[[ DOCUMENT TEXT open ]]

Today’s United Nations report on how to raise $100 billion a year to tackle climate change in poor countries relies too heavily on hopes that the market will help the world’s poorest people cope with global warming and get the clean energy they need, campaigners warned today.
However there was a broad welcome for the proposals by the UN High-Level Advisory Group on Climate Change Financing that there should be increased taxes on carbon emissions and air and sea transport to raise 100 billion dollars a year to combat climate change.
The group, led by the Prime Ministers of Norway and Ethiopia, also proposed a tax on international financial transactions for a fund to help poorer nations counter the impact of the warming planet.
The proposals will be sent to all governments and will get a first international airing at the next UN climate conference in Cancun, Mexico starting at the end of the month.
The report "contains financing options that are both financially feasible and politically viable," said the UN Secretary-General, Ban Ki-moon. "This is not about charity. It is about doing the right thing for those who are suffering most from a crisis that they did least to cause."
Christian Aid praised the suggestions by the top UN panel that governments should tax the aviation and shipping industries as one way of raising the money needed – and urged governments to back other such innovative sources of public funds.
"So far, market responses to climate change have failed to meet the needs of the poorest people in developing countries, who are least responsible but worst affected by climate change," said Sol Oyuela, Christian Aid’s Senior Adviser on Climate Change and Poverty.
"So it’s important that governments play a key role in funding and regulating climate action. Especially today, when many governments don’t have ambitious climate policies, it is crucial that most, if not all, the $100 billion comes from new sources of public funding, such as taxes on planes, ships and financial transactions. It’s time for governments to use their financial imaginations."
Christian Aid believes that this is not just a question of who is most able to protect the most vulnerable families, who lack spending power – it is also a matter of justice. It is rich countries that are overwhelmingly responsible for climate change and so it is their governments which should now take responsibility for coming up with the $100 billion.
Ms Oyuela added: "We know that the financial crisis has put huge pressure on public funds around the world difficult but the effects of climate change are so devastating for poor countries – we are talking about worsening poverty, hunger, conflict and disease – that we cannot ignore their desperate need."

[[ DOCUMENT TEXT closed ]]

_REQUIRED ACTIONS_:
(1) From the climate finance article, list everything the UN advisory group proposed taxing to raise money for climate action.
(2) Write the next few sentences of the climate finance article, picking up after its final paragraph.

[[ EXTRACTED DATA open ]]

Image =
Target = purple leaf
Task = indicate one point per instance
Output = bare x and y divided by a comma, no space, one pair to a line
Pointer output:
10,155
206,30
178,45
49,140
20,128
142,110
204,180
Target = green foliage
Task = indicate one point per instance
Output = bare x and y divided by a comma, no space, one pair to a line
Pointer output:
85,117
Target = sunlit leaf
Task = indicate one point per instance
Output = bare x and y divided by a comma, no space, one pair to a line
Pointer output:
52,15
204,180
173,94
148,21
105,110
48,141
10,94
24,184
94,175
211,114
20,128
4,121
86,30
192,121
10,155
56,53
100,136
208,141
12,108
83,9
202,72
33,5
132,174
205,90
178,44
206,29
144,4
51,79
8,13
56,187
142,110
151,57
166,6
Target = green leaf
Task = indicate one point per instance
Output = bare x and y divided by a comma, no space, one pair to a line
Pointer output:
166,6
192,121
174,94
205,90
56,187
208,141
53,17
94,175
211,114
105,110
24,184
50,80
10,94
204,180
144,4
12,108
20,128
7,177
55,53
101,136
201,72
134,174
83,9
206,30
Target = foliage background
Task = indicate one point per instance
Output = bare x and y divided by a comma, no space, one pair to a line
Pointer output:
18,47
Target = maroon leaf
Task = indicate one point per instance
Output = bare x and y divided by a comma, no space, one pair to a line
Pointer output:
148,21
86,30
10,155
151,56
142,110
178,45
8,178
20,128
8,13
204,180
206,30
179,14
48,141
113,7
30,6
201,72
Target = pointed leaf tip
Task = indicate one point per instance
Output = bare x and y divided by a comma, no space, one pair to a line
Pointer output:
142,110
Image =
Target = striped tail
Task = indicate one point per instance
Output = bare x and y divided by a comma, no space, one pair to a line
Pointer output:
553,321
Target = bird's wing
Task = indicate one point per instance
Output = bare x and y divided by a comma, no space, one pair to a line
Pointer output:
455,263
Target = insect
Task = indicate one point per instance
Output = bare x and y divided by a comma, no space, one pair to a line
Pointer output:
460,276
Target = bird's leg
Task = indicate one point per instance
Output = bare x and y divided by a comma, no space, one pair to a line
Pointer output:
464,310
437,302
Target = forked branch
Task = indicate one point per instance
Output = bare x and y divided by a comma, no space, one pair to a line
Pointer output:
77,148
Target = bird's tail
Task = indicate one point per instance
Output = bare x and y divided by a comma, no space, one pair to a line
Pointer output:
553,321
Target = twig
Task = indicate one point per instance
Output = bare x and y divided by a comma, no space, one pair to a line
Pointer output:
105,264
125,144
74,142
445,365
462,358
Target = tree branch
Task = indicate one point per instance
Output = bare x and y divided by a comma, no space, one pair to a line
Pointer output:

[[ EXTRACTED DATA closed ]]

_RESPONSES TO THE TASKS_:
(1) Carbon emissions, air transport, sea transport, international financial transactions

(2)
In the UK, Christian Aid believes that there is no excuse for government inaction on climate finance now that the Advisory Group has published its report. If the coalition is committed to tackling climate change and global poverty, then it should take the lead with other rich countries to ensure that the $100 billion comes from innovative sources of public funds. It should also start actually raising the money.
Ms Oyuela added: "We would also like to see the UK government give serious backing to the Advisory Group’s suggestion for a tax on aviation and shipping. Such a tax would have a double benefit: it would put downward pressure on emissions from planes and ships while also raising some of the billions which people living in poverty urgently need.
"Christian Aid has one other message for the UK government: every penny of the money that we contribute towards the $100 billion should be clearly additional to the funds we already spend on international development.
"Climate funding is a matter of justice, not charity. The men, women and children who currently benefit from UK aid spending should not be forced to pay our contribution towards global climate funds, which is what will happen if ministers raid the aid budget to pay for climate change."
David Hillman, spokesperson for the Robin Hood Tax campaign, said: “The UN Advisory Group now agrees with both the IMF and EC that financial sector taxes can generate billions in new and additional revenue to help us meet our global challenges.
“It is another call to arms that banks can and should give something back to the global community. The UN could be more ambitious – banks can easily afford the US$100 billion set out in the report and much more besides. It would clean up their image and help developing countries cope with the worst effects of climate change.”